Something There Is That Doesn’t Love a (Big, Beautiful) Wall

stone wall

The “something” in the first line of Frost’s “Mending Wall” is the physical world. To be specific, it’s a phenomenon that shares the poet’s name: frost heaving. A native San Franciscan like me, Frost would have seen frost heaving in effect only after he moved to New England with his parents. When land freezes, it expands, causing upward pressure on the surface. In the spring, the surface shifts again as the earth thaws. Asphalt cracks, and man-made structures can shift and be damaged.

When the speaker of the poem and his neighbor meet to repair the stone wall that divides their properties from one another, they follow a rigid custom. If a stone falls on the speaker’s side, he replaces it in the wall; the same applies to the neighbor. Because the entire wall, including the stones that did not fall to the ground, shifted when the earth froze and thawed, replacing the stones is not an easy task. The gap where each stone used to be is no longer there. The speaker recognizes the futility of the exercise, remarking that “We have to use a spell to make them balance: / ‘Stay where you are until our backs are turned!’” (18-19) and speaker calling this ritual “just another kind of outdoor game, / One on a side” (21-22), aligning it with baseball, football, and other games that are meant to be friendly but so often seem more like a form of warfare.

The neighbor sees the replacement of the stones as a rigid duty. When the speaker points out that neither he nor his neighbor has animals that might wander (“He is all pine and I am apple orchard” [24]), the narrator reasserts his refrain – one of the most well-known lines in American poetry – “Good fences make good neighbors” (27). The line “Spring is the mischief in me” (28) suggests the narrator’s desire to mimic the thawing earth by upsetting the foundations of his neighbor’s thinking – his neighbor whom he later calls “an old-stone savage armed” (40) and intimates that “he moves in darkness as it seems to me, /Not of woods only and the shade of trees” (41-42; Hint: want to emphasize something? Make it rhyme!).

=== Data lines ===

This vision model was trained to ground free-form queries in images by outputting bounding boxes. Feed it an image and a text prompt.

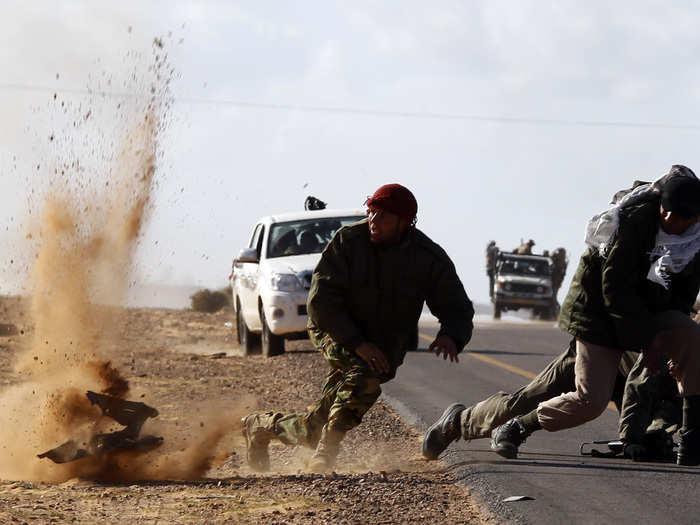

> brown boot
[309,425,345,472]
[241,413,275,472]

=== Goals ===
A: Reproduce verbatim the passage of the essay on "Mending Wall" between "When the speaker of" and "form of warfare.", inclusive.
B: How would the essay on "Mending Wall" go on after its last sentence? Resume it from there.
The material has no connection to the essay on "Mending Wall."

=== Exercise answers ===
A:
When the speaker of the poem and his neighbor meet to repair the stone wall that divides their properties from one another, they follow a rigid custom. If a stone falls on the speaker’s side, he replaces it in the wall; the same applies to the neighbor. Because the entire wall, including the stones that did not fall to the ground, shifted when the earth froze and thawed, replacing the stones is not an easy task. The gap where each stone used to be is no longer there. The speaker recognizes the futility of the exercise, remarking that “We have to use a spell to make them balance: / ‘Stay where you are until our backs are turned!’” (18-19) and speaker calling this ritual “just another kind of outdoor game, / One on a side” (21-22), aligning it with baseball, football, and other games that are meant to be friendly but so often seem more like a form of warfare.

B:
In this poem, the neighbor’s very human desire to divide the world between “mine” and “theirs” runs counter to the earth’s annual disruption of man-made boundaries. The very fact that the speaker participates in this annual ritual with his neighbor shows that on some level he respects it. He likely grew up seeing men repair stone walls in this way, and his objections are gentle, fanciful, and mostly unvoiced. All of us, on some level, have an inherent fear of barbarians at the gate. I grew up a compulsive door locker: guests who leave my house – even my closest friends – haven’t even left the porch before they hear the deadbolt snap into place behind them. Others live in houses placed far back from main roads, behind privacy fences or hedgerows or locked gates. Some install alarm systems. Some own large dogs. Some worship the second amendment.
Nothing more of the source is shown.